Task description ▸
Set down, word for word, the stretch of lines from the one containing "Expected: one point per instance of the forearm, reported" to the end of the records below.

Data for processing ▸

□ □ □ □

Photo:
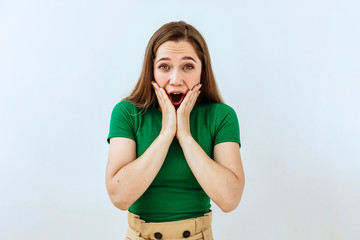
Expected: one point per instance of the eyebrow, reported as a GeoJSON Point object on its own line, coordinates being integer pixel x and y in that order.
{"type": "Point", "coordinates": [168, 59]}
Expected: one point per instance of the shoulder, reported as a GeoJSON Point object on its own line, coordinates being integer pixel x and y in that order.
{"type": "Point", "coordinates": [125, 104]}
{"type": "Point", "coordinates": [215, 108]}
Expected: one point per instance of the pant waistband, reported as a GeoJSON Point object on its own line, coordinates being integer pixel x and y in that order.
{"type": "Point", "coordinates": [171, 230]}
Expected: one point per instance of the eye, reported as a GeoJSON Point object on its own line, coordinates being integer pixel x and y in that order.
{"type": "Point", "coordinates": [188, 67]}
{"type": "Point", "coordinates": [163, 66]}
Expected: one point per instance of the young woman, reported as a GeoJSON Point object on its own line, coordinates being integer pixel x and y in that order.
{"type": "Point", "coordinates": [174, 144]}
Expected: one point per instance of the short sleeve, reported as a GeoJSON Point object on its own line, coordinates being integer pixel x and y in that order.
{"type": "Point", "coordinates": [228, 129]}
{"type": "Point", "coordinates": [122, 121]}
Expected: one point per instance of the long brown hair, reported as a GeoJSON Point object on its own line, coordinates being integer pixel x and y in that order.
{"type": "Point", "coordinates": [143, 95]}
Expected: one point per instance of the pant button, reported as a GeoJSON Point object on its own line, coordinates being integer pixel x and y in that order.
{"type": "Point", "coordinates": [186, 234]}
{"type": "Point", "coordinates": [158, 235]}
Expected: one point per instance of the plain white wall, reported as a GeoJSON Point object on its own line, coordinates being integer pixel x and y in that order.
{"type": "Point", "coordinates": [289, 68]}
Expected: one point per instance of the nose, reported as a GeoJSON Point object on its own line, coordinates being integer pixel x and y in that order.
{"type": "Point", "coordinates": [176, 78]}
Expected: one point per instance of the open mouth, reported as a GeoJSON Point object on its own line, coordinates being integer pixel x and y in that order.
{"type": "Point", "coordinates": [176, 98]}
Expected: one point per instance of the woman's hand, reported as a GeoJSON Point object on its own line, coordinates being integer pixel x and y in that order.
{"type": "Point", "coordinates": [183, 113]}
{"type": "Point", "coordinates": [168, 112]}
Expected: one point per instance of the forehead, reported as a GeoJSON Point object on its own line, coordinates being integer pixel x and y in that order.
{"type": "Point", "coordinates": [171, 48]}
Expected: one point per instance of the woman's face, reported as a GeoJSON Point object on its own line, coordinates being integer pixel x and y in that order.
{"type": "Point", "coordinates": [177, 69]}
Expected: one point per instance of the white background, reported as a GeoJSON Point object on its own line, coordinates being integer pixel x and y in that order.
{"type": "Point", "coordinates": [290, 69]}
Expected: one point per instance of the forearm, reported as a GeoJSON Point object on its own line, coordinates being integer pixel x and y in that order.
{"type": "Point", "coordinates": [132, 180]}
{"type": "Point", "coordinates": [219, 182]}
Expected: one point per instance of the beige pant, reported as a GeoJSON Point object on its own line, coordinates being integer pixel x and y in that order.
{"type": "Point", "coordinates": [190, 229]}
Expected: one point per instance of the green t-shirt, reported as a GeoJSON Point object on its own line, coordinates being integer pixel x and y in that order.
{"type": "Point", "coordinates": [175, 194]}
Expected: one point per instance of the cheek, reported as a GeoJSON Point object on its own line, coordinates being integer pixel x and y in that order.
{"type": "Point", "coordinates": [193, 79]}
{"type": "Point", "coordinates": [160, 78]}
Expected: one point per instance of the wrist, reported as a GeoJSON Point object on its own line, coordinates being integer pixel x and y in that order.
{"type": "Point", "coordinates": [167, 135]}
{"type": "Point", "coordinates": [184, 138]}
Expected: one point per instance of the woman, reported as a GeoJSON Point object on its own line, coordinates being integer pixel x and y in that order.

□ □ □ □

Exercise solution ▸
Expected: one point per instance of the forearm, reported as a GeoJSON Point object on its own line, coordinates being integer pixel x and y in that order.
{"type": "Point", "coordinates": [132, 180]}
{"type": "Point", "coordinates": [219, 182]}
Expected: one point per instance of the beige pant, reported as a GeoJSON Point object on its own line, coordinates being integer pixel x and y in that order.
{"type": "Point", "coordinates": [190, 229]}
Expected: one point per instance of the green t-shirt, reported as a GeoJSON Point object on its own line, coordinates being integer pixel x and y in that order.
{"type": "Point", "coordinates": [175, 194]}
Expected: one point per instance of the cheek, reported as a GeoJSON Point object on its own line, coordinates being integer pixel x and y in that order.
{"type": "Point", "coordinates": [193, 79]}
{"type": "Point", "coordinates": [160, 78]}
Expected: one point per instance of the wrist, reported as a GeoJSON Point object on its own line, coordinates being integer pixel x and y in that order.
{"type": "Point", "coordinates": [167, 135]}
{"type": "Point", "coordinates": [184, 138]}
Expected: one point per instance of the woman, reported as a GeoJSON Point object on its own line, coordinates being integer pixel x and y in that order.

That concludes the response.